_THE EXERCISE_
Reproduce every one of the entries below word for word, with no changes or omissions.

_SUPPLIED RECORDS_
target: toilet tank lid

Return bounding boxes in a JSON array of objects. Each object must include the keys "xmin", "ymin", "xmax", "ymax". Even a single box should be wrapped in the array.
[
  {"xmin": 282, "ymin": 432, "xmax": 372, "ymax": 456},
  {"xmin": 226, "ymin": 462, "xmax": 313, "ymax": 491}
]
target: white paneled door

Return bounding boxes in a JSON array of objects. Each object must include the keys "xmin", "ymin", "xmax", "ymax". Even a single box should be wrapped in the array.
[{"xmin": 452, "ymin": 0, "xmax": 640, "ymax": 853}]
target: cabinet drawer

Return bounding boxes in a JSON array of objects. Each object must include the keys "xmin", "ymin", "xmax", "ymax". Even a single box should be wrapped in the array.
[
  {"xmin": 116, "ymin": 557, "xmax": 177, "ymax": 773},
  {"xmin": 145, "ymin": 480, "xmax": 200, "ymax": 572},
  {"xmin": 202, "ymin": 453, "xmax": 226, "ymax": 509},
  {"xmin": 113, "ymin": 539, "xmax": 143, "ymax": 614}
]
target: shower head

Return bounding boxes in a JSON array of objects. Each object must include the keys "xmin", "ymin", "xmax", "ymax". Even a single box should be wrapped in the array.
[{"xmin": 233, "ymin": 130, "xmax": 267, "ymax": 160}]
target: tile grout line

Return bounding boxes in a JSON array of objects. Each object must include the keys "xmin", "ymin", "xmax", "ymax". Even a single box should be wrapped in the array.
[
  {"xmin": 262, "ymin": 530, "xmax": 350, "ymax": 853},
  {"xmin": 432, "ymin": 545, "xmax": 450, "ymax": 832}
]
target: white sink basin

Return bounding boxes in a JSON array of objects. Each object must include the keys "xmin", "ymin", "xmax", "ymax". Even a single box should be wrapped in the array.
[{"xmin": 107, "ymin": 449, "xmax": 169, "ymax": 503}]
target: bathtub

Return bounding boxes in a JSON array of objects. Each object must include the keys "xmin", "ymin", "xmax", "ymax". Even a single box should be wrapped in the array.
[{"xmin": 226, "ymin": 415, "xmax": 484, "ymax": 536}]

_COMPLETE OUTPUT_
target: toilet tank lid

Return bounding boxes in a JSON array of objects. Each object must include the keys "xmin", "ymin", "xmax", "ymax". Even a single box should be wrapped in the array.
[
  {"xmin": 282, "ymin": 432, "xmax": 372, "ymax": 456},
  {"xmin": 226, "ymin": 462, "xmax": 313, "ymax": 491}
]
target: white paneled door

Return bounding boxes in a JSON array of objects. Each object must include the keys "xmin", "ymin", "xmax", "ymax". Even a single box should be wrapped in the array.
[{"xmin": 452, "ymin": 0, "xmax": 640, "ymax": 853}]
target: cabinet drawer

Return bounding boxes in a JSON array of objects. Each object must include the keys "xmin", "ymin", "xmax", "ymax". Even a single box should be wrapped in the array.
[
  {"xmin": 116, "ymin": 557, "xmax": 177, "ymax": 773},
  {"xmin": 145, "ymin": 480, "xmax": 200, "ymax": 572},
  {"xmin": 202, "ymin": 453, "xmax": 226, "ymax": 509},
  {"xmin": 113, "ymin": 539, "xmax": 143, "ymax": 614}
]
target: shower head

Return bounding boxes in a JSON array of objects. Each object must include the keys "xmin", "ymin", "xmax", "ymax". Even a single box should be wrapped in the array.
[{"xmin": 233, "ymin": 130, "xmax": 267, "ymax": 160}]
target: tile grout line

Return bounding boxes in a JSON array of objects. Each object must include the keys "xmin", "ymin", "xmax", "ymax". Even a single box should be wrapped in the array.
[
  {"xmin": 262, "ymin": 530, "xmax": 350, "ymax": 853},
  {"xmin": 432, "ymin": 545, "xmax": 450, "ymax": 832}
]
target: white sink basin

Return bounding boxes in a JSON array of objects. Each object must include the keys "xmin", "ymin", "xmax", "ymax". Even a single box should be wrapped in the array.
[{"xmin": 107, "ymin": 449, "xmax": 169, "ymax": 503}]
target: bathtub

Return bounding boxes in a JSON array of objects. Each object must include the keys "xmin", "ymin", "xmax", "ymax". Even a single box should be wrapped in the array.
[{"xmin": 226, "ymin": 415, "xmax": 484, "ymax": 536}]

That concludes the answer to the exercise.